● **RECORD EXCERPTS**:
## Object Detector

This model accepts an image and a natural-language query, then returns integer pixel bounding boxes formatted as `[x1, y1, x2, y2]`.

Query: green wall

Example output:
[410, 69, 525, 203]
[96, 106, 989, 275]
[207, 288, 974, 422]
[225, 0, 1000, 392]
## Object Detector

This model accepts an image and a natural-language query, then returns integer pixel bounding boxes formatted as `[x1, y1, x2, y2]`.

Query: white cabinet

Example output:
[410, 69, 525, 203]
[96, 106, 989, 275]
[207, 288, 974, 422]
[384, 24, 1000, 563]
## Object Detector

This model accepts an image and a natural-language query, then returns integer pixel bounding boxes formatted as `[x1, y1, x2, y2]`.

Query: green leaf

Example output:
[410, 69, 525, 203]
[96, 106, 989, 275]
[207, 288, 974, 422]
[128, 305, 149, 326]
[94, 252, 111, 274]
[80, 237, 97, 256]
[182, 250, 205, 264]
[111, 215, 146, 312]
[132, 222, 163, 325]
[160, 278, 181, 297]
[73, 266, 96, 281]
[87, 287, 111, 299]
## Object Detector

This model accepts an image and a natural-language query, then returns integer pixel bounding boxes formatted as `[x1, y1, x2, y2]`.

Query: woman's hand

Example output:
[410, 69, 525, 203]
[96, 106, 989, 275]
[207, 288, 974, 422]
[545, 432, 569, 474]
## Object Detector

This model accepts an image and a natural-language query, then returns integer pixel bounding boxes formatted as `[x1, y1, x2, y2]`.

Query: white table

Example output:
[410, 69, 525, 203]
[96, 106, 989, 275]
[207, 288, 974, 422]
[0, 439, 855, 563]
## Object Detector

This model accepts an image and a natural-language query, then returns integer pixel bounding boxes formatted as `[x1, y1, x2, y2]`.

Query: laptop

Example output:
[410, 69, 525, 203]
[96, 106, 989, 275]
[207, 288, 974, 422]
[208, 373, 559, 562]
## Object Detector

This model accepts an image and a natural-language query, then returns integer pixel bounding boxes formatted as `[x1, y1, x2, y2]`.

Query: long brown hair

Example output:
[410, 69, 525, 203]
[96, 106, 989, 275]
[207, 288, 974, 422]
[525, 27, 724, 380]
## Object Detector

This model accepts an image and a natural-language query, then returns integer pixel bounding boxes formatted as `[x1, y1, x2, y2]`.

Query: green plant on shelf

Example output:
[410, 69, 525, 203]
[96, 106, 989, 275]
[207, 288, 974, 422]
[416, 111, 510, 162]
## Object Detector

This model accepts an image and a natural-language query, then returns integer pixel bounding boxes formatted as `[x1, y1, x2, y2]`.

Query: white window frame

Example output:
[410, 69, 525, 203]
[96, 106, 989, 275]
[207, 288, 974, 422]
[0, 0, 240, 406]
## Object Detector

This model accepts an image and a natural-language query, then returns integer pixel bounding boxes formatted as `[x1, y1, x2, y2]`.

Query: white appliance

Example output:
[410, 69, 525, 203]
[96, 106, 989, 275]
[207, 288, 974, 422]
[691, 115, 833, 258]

● **PROBLEM REQUIREMENTS**:
Please rescale the records from their start through the line containing "[225, 0, 1000, 392]", inclusive, multiplying every bounding box coordinate in the answers by 1.75 and rounding to whole numbers, halves up. Return only those lines, requests included, and leave the numbers in the requests and their sample outputs unchanged.

● **OUTPUT OF THE EXERCISE**:
## Object Detector

This model accepts an image and a natural-language query, then returns integer pixel bounding boxes formatted as `[x1, y1, x2, y2]`.

Query: green wall

Example output:
[410, 69, 525, 203]
[96, 106, 989, 275]
[207, 288, 974, 422]
[394, 0, 1750, 686]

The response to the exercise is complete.